| What to produce |
Select every line of the records that contains the string "coordinates", and copy each one. Case counts.

| Data to process |

----

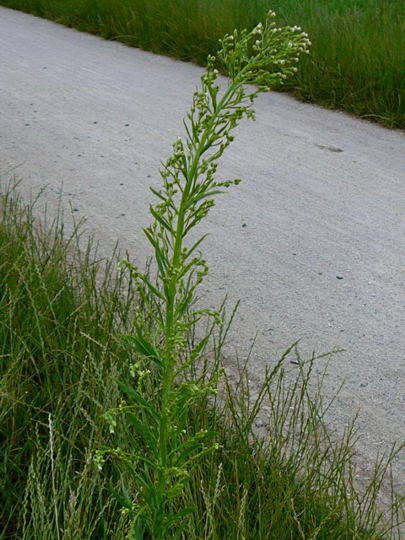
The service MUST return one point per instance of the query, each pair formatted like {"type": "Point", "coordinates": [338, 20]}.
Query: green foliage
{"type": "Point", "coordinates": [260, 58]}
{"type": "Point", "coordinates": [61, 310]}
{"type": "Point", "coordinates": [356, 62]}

----

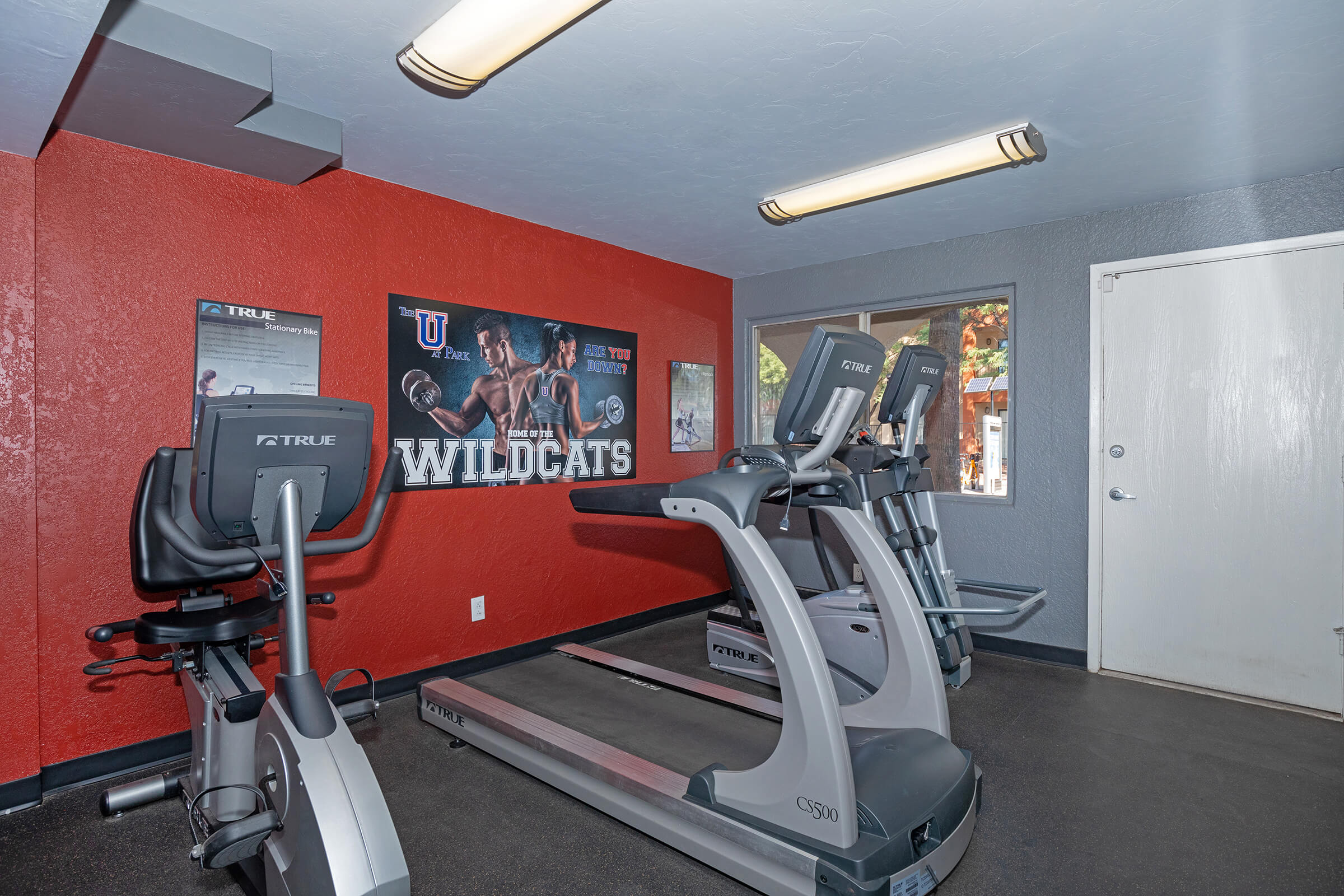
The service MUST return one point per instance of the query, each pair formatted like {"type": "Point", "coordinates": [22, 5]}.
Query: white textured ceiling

----

| Exercise result |
The service MUST return one point per instance of the query, each pair formatted like {"type": "Point", "coordinates": [338, 20]}.
{"type": "Point", "coordinates": [260, 58]}
{"type": "Point", "coordinates": [61, 310]}
{"type": "Point", "coordinates": [356, 62]}
The service MUST return one point per instance of the query, each pair formatted like {"type": "Point", "coordinates": [22, 5]}.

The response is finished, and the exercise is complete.